- [Фрагмент текста]:
◇ ◇ ◇ ◇
Кем ты была воспета,
Природа моих краёв?
Цветенье сирени Фета…
Звон бунинских соловьев.
Неугасима, вечна
Их щедрая красота.
А где Утуша и Сеча,
Парахинские места?
Белёвских полей просёлки,
На Чернь уходящий тракт?
Где сёла,
Где новосёлки
В прадедовских именах?

Те имена — как пенье,
Как пёстрый ковёр в лугах.
Здесь проходил Тургенев
В охотничьих сапогах.
Здесь, вслушиваясь, открывал он
Слова заветный клад...
Здесь кладов ещё немало —
Как слитки, они горят,
Играют,
Поют,
Сверкают,
И я их родством храним.
Они меня окликают,
И я припадаю к ним.

     Может быть, с детства писавший стихи, Николай Браун так и остался бы провинциальным поэтом, если бы не переломное время в истории России, если бы не революция. Переломным оно стало и в судьбе самого Николая Брауна. Вместе со своей семьёй романтический юноша в 1919 году из Орла переезжает в Петроград, в самую колыбель этой революции, где, естественно, попадает в гущу литературных страстей, творческих школ, полемик. И здесь же, в Петрограде, его ждёт трудная школа жизни. Приходится работать и санитаром, и пожарным, и грузчиком. В драматическом театре он попробовал себя как актёр, сыграл почти 20 ролей и мог бы продолжить свою артистическую карьеру, но, к счастью, поэтическая тяга оказалась сильнее. Он учится в Ленинградском педагогическом институте (на литературном отделении), работает в студенческих трудовых артелях.
◇ ◇ ◇ ◇
- [Выдержки из перечня]:
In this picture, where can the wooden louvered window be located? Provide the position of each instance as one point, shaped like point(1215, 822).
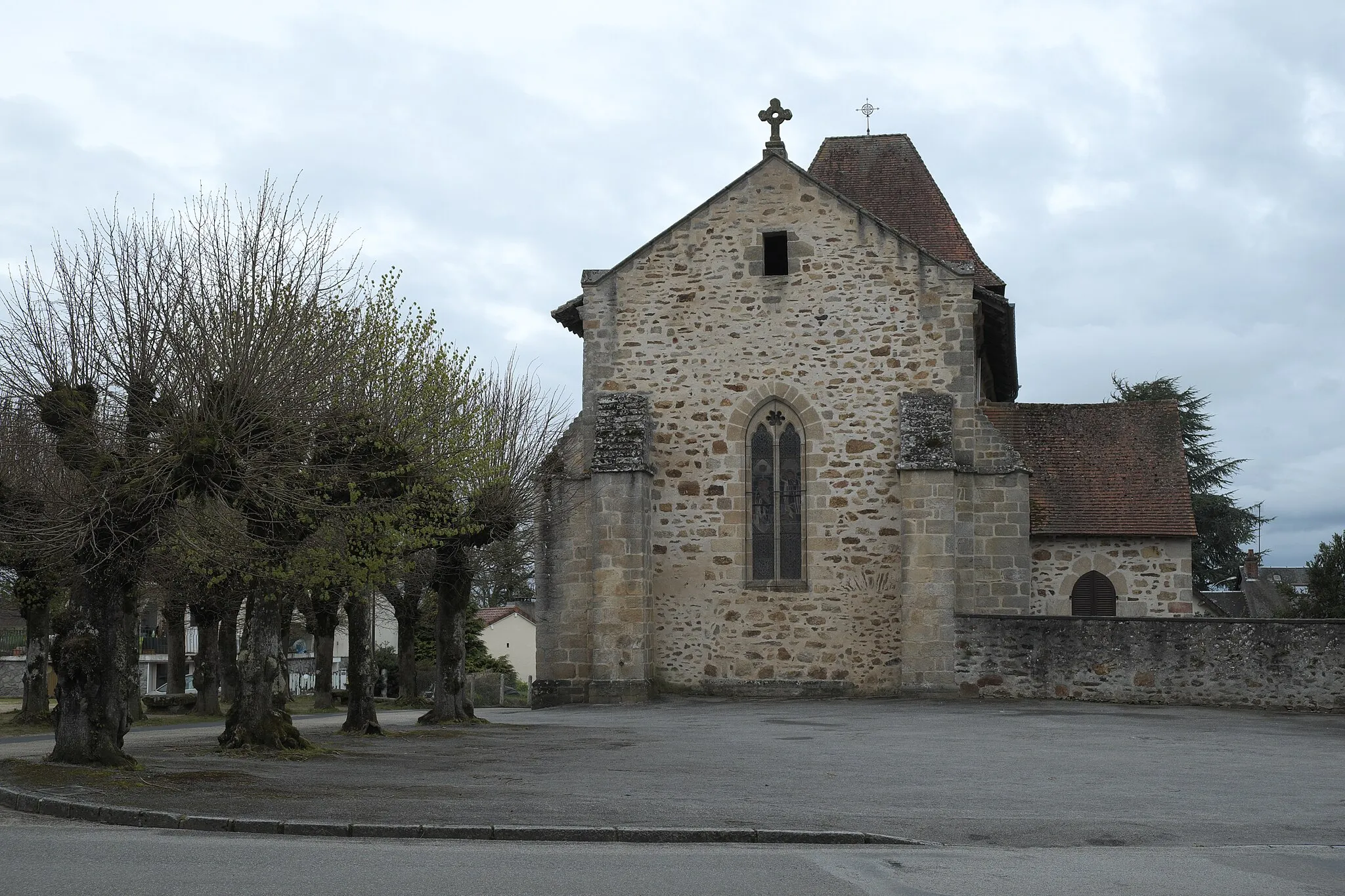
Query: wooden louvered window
point(775, 254)
point(775, 463)
point(1094, 595)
◇ ◇ ◇ ◇
- [Задачи работы]:
#1 Опираясь на фрагмент текста, объясните в одном–трёх предложениях, почему Николай Браун не продолжил артистическую карьеру, хотя сыграл в драматическом театре почти 20 ролей.
#2 Определите, соответствуют ли фрагменту текста следующие утверждения. На каждое ответьте «да» или «нет» и приведите точную цитату, которая это решает.
(a) Николай Браун переехал в Петроград в 1919 году вместе с семьёй.
(b) В драматическом театре Николай Браун сыграл более тридцати ролей.
(c) Николай Браун учился на литературном отделении Ленинградского педагогического института.
#3 Дословно перепечатайте часть фрагмента текста, начиная со слов «Цветенье сирени Фета…» и заканчивая словами «В прадедовских именах?».

- [Ответы]:
#1 Николай Браун не продолжил артистическую карьеру, потому что поэтическая тяга оказалась сильнее. Во фрагменте это названо удачей: «к счастью, поэтическая тяга оказалась сильнее».

#2
(a) Да: «Вместе со своей семьёй романтический юноша в 1919 году из Орла переезжает в Петроград».
(b) Нет: «сыграл почти 20 ролей».
(c) Да: «Он учится в Ленинградском педагогическом институте (на литературном отделении)».

#3
Цветенье сирени Фета…
Звон бунинских соловьев.
Неугасима, вечна
Их щедрая красота.
А где Утуша и Сеча,
Парахинские места?
Белёвских полей просёлки,
На Чернь уходящий тракт?
Где сёла,
Где новосёлки
В прадедовских именах?